▸ Saved entries:
● ● ● ●

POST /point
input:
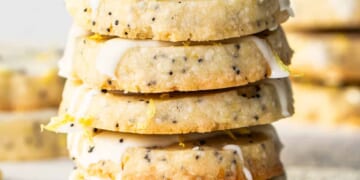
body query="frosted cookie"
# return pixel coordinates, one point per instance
(250, 155)
(28, 79)
(185, 20)
(174, 113)
(327, 105)
(153, 66)
(21, 138)
(325, 14)
(332, 58)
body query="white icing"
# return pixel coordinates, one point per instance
(344, 9)
(66, 62)
(238, 151)
(283, 94)
(94, 4)
(264, 47)
(86, 103)
(113, 50)
(316, 52)
(107, 146)
(30, 116)
(83, 104)
(285, 6)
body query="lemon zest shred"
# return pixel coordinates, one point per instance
(99, 38)
(244, 131)
(181, 141)
(231, 135)
(57, 122)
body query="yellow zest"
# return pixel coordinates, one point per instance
(98, 37)
(151, 111)
(244, 131)
(85, 122)
(57, 122)
(165, 96)
(231, 135)
(181, 141)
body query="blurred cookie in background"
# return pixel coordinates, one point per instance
(28, 79)
(30, 92)
(22, 139)
(330, 58)
(338, 105)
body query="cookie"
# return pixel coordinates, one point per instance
(174, 113)
(250, 155)
(324, 15)
(154, 67)
(330, 58)
(21, 138)
(28, 79)
(185, 20)
(329, 105)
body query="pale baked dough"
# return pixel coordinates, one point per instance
(184, 20)
(174, 113)
(254, 155)
(151, 67)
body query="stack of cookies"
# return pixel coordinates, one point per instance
(326, 38)
(29, 96)
(175, 89)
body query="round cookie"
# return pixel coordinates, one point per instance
(21, 138)
(331, 58)
(325, 14)
(174, 113)
(185, 20)
(250, 155)
(154, 67)
(329, 105)
(28, 79)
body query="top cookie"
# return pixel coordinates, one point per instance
(325, 14)
(183, 20)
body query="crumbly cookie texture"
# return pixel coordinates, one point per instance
(329, 105)
(174, 113)
(185, 20)
(21, 138)
(325, 14)
(154, 67)
(248, 154)
(331, 58)
(28, 79)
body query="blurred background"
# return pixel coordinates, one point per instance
(322, 141)
(34, 32)
(39, 23)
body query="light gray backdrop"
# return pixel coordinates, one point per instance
(34, 22)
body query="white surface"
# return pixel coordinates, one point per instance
(39, 22)
(39, 170)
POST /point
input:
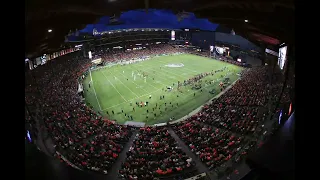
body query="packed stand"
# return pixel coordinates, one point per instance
(213, 146)
(154, 153)
(68, 120)
(102, 150)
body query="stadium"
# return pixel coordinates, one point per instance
(154, 94)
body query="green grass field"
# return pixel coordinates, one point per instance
(114, 88)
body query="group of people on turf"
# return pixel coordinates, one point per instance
(91, 142)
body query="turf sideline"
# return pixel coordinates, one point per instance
(95, 94)
(199, 108)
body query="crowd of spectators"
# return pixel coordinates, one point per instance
(52, 90)
(154, 153)
(99, 152)
(213, 146)
(91, 142)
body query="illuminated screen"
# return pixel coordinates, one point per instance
(90, 55)
(282, 56)
(173, 35)
(269, 51)
(220, 50)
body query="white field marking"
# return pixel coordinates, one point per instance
(165, 74)
(154, 92)
(147, 83)
(95, 94)
(184, 67)
(123, 84)
(133, 82)
(181, 69)
(114, 87)
(131, 99)
(145, 69)
(136, 83)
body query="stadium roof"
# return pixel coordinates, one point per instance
(268, 21)
(154, 19)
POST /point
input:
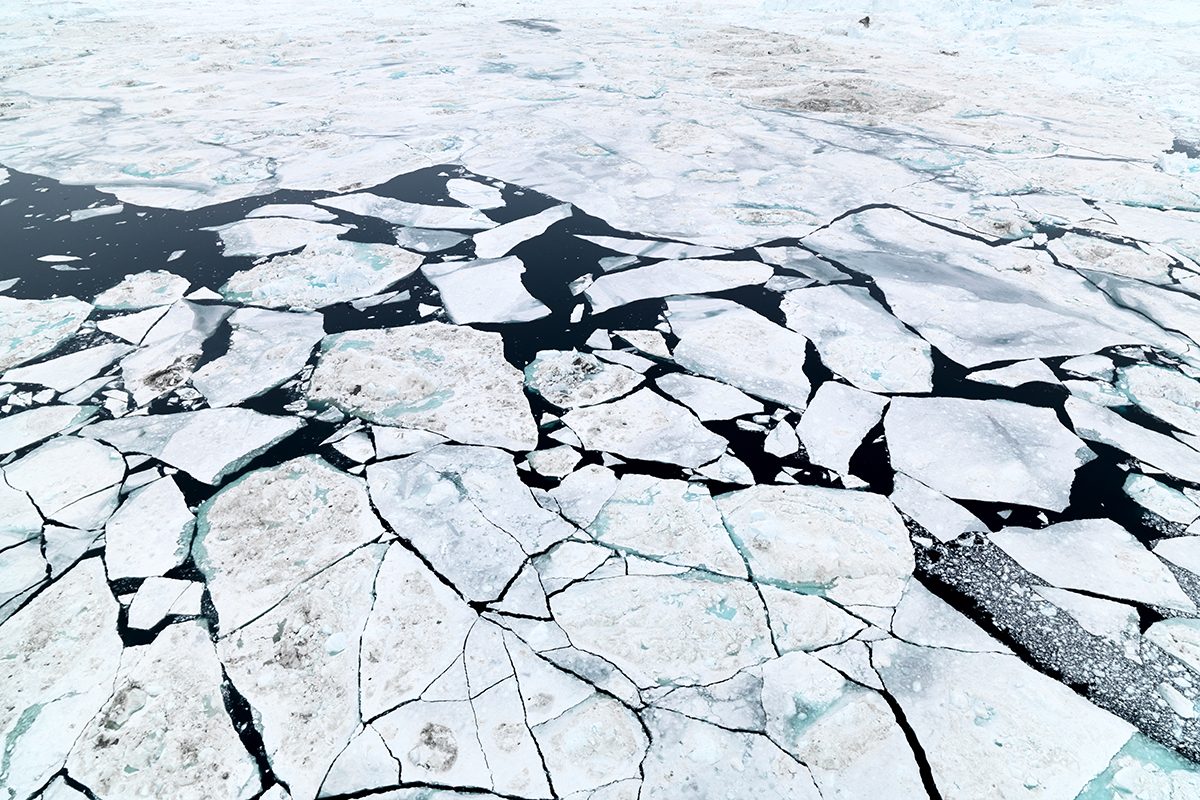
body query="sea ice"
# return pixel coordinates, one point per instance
(672, 277)
(207, 444)
(322, 275)
(435, 377)
(726, 341)
(707, 398)
(1095, 555)
(501, 240)
(265, 349)
(414, 215)
(150, 534)
(274, 529)
(163, 732)
(66, 372)
(571, 379)
(985, 450)
(143, 290)
(486, 290)
(24, 428)
(269, 235)
(835, 422)
(72, 481)
(670, 521)
(467, 512)
(849, 546)
(647, 427)
(859, 340)
(34, 328)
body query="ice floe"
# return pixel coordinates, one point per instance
(208, 444)
(726, 341)
(435, 377)
(648, 427)
(859, 340)
(985, 450)
(486, 290)
(672, 277)
(322, 275)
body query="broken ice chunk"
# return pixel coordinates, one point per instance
(171, 350)
(322, 275)
(653, 248)
(672, 521)
(34, 328)
(60, 655)
(923, 618)
(556, 462)
(1161, 499)
(163, 732)
(501, 240)
(1095, 555)
(208, 444)
(672, 277)
(414, 215)
(859, 340)
(570, 379)
(985, 450)
(667, 630)
(486, 290)
(132, 328)
(275, 528)
(723, 340)
(265, 349)
(427, 241)
(718, 763)
(648, 427)
(24, 428)
(802, 260)
(299, 662)
(1145, 769)
(417, 629)
(846, 734)
(269, 235)
(1165, 394)
(294, 210)
(441, 378)
(942, 517)
(477, 194)
(1015, 374)
(1105, 426)
(150, 534)
(708, 400)
(143, 290)
(801, 621)
(835, 423)
(849, 546)
(161, 597)
(66, 372)
(993, 727)
(72, 481)
(467, 512)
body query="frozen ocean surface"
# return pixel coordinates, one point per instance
(678, 401)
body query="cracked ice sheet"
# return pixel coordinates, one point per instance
(321, 275)
(265, 349)
(486, 290)
(985, 450)
(208, 444)
(672, 277)
(993, 727)
(433, 377)
(467, 512)
(733, 344)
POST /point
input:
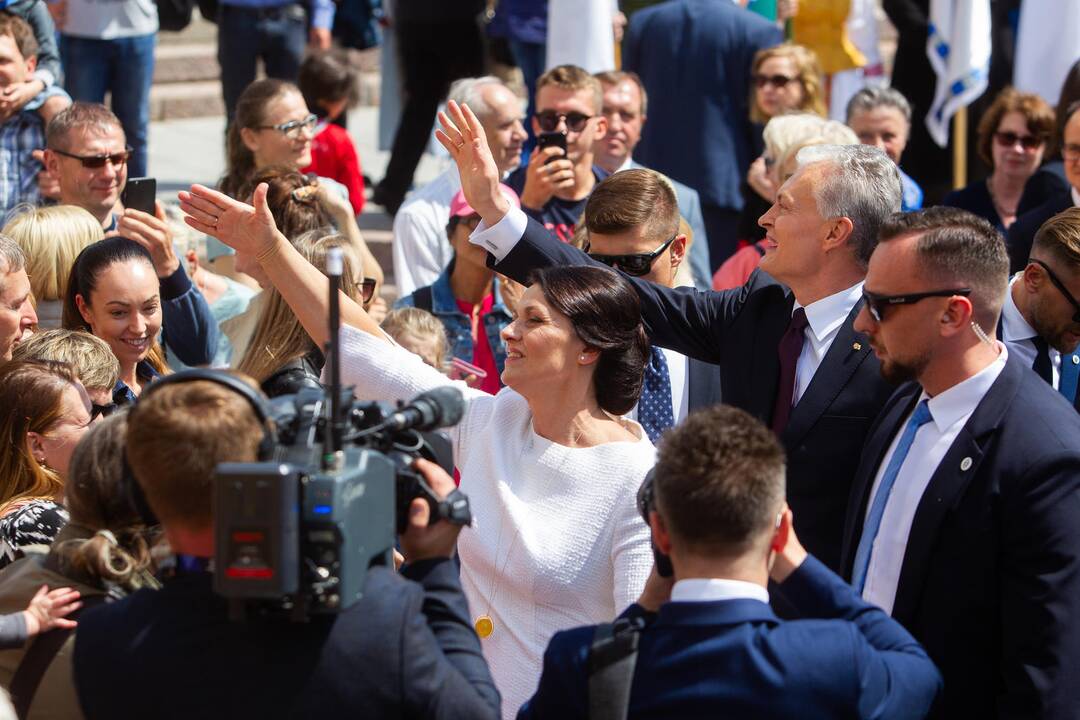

● ● ● ●

▸ Work instruction: Quote the preceding records in their entirety, excluding every picture.

▸ Response below:
POST /point
input:
body query="frosted cookie"
# return pixel coordinates, one point per instance
(250, 155)
(28, 79)
(185, 20)
(174, 113)
(327, 105)
(153, 66)
(21, 138)
(325, 14)
(332, 58)
body query="white icing"
# return pixel coordinates, one point per instance
(344, 9)
(66, 62)
(238, 151)
(283, 94)
(94, 4)
(264, 47)
(86, 103)
(113, 50)
(316, 52)
(107, 146)
(30, 116)
(83, 104)
(285, 6)
body query="lemon zest shred"
# return pixel coordinates, one point per instance
(99, 38)
(244, 131)
(181, 141)
(231, 135)
(57, 122)
body query="yellow zest"
# return pixel coordinates, one point per instance
(98, 37)
(151, 111)
(244, 131)
(85, 122)
(57, 122)
(165, 96)
(231, 135)
(181, 141)
body query="blurred cookie in background"
# return pixel coordinates, one point per instance
(28, 79)
(30, 92)
(22, 139)
(330, 58)
(338, 105)
body query="cookie"
# return pixel coordinates, one point per instance
(174, 113)
(250, 155)
(324, 15)
(154, 67)
(330, 58)
(21, 138)
(28, 79)
(185, 20)
(329, 105)
body query="pale baked dough"
# return pixel coordinates, one point per instance
(184, 20)
(174, 113)
(254, 155)
(151, 67)
body query="stack of cookies"
# return pixel coordinates, one point per instance
(326, 38)
(29, 96)
(175, 89)
body query="round cookie"
# return pixel coordinates, one point per instance
(21, 138)
(331, 58)
(325, 14)
(174, 113)
(185, 20)
(250, 155)
(154, 67)
(329, 105)
(28, 79)
body query="top cookie"
# return pixel coordinates, one point per instance
(325, 14)
(183, 20)
body query="crumbly cookie texture"
# return pixel coordinates, one point per instance
(329, 105)
(174, 113)
(185, 20)
(21, 138)
(325, 14)
(154, 67)
(248, 154)
(331, 58)
(28, 79)
body query="blurred background"
# return pixel coordinates, one point per instance
(322, 141)
(34, 32)
(39, 23)
body query="light gray backdrop"
# return pixel coordinates, one point per instance
(34, 22)
body query="white surface"
# return pixel coordinates, one point per instance
(39, 22)
(39, 170)
POST /point
input:
body query="packed stand"
# return pixel coordinates, one point per instance
(213, 146)
(154, 153)
(68, 120)
(102, 150)
body query="stadium"
# return pixel coordinates, one point per instance
(154, 94)
body query="green grass field"
# return pixel coordinates, one point per instance
(114, 88)
body query="group of people on turf"
# return pixel coordinates, one point per instance
(91, 142)
body query="turf sideline"
# return pixel coordinates, one point per instance
(95, 94)
(199, 108)
body query="crowd of spectators"
# return pixel coordinates, one point per instance
(52, 90)
(154, 153)
(99, 152)
(213, 146)
(91, 142)
body query="illuminated screen"
# return pixel coordinates, one point per instance
(90, 55)
(282, 56)
(173, 35)
(269, 51)
(220, 50)
body query="white field marking"
# return pixel coordinates, one point per instance
(165, 74)
(154, 92)
(147, 83)
(95, 94)
(184, 67)
(123, 84)
(133, 82)
(181, 69)
(114, 87)
(131, 99)
(145, 69)
(136, 83)
body query="stadium roof"
# return pixel coordinates, one point per instance
(268, 21)
(154, 19)
POST /point
input:
body query="sea ice"
# return pixel coordinates, one point per instance
(672, 277)
(207, 444)
(322, 275)
(435, 377)
(726, 341)
(707, 398)
(1095, 555)
(501, 240)
(265, 349)
(414, 215)
(150, 534)
(274, 529)
(163, 732)
(66, 372)
(571, 379)
(985, 450)
(143, 290)
(486, 290)
(24, 428)
(269, 235)
(835, 422)
(72, 481)
(670, 521)
(467, 512)
(849, 546)
(647, 427)
(859, 340)
(34, 328)
body query="ice floe"
# return pixel coordinates, one point per instance
(208, 444)
(726, 341)
(435, 377)
(648, 427)
(859, 340)
(985, 450)
(486, 290)
(672, 277)
(322, 275)
body query="broken ice chunk"
# return pixel coordinates, one point per instance
(171, 350)
(322, 275)
(653, 248)
(672, 521)
(34, 328)
(60, 655)
(923, 618)
(556, 462)
(1161, 499)
(163, 732)
(501, 240)
(1095, 555)
(208, 444)
(672, 277)
(414, 215)
(859, 340)
(570, 379)
(985, 450)
(667, 630)
(486, 290)
(132, 328)
(275, 528)
(723, 340)
(265, 349)
(427, 241)
(718, 763)
(648, 427)
(24, 428)
(802, 260)
(299, 662)
(1145, 769)
(417, 629)
(846, 734)
(269, 235)
(1165, 394)
(294, 210)
(441, 378)
(942, 517)
(477, 194)
(1015, 374)
(1105, 426)
(150, 534)
(708, 400)
(143, 290)
(801, 621)
(835, 423)
(849, 546)
(161, 597)
(66, 372)
(993, 727)
(72, 481)
(467, 512)
body query="frozen ocean surface"
# return pixel coordinates, one point per instance
(678, 401)
body query="cracked ice sheet"
# return pixel coordinates, one point per instance
(321, 275)
(265, 349)
(486, 290)
(985, 450)
(208, 444)
(672, 277)
(993, 727)
(433, 377)
(467, 512)
(733, 344)
POST /point
input:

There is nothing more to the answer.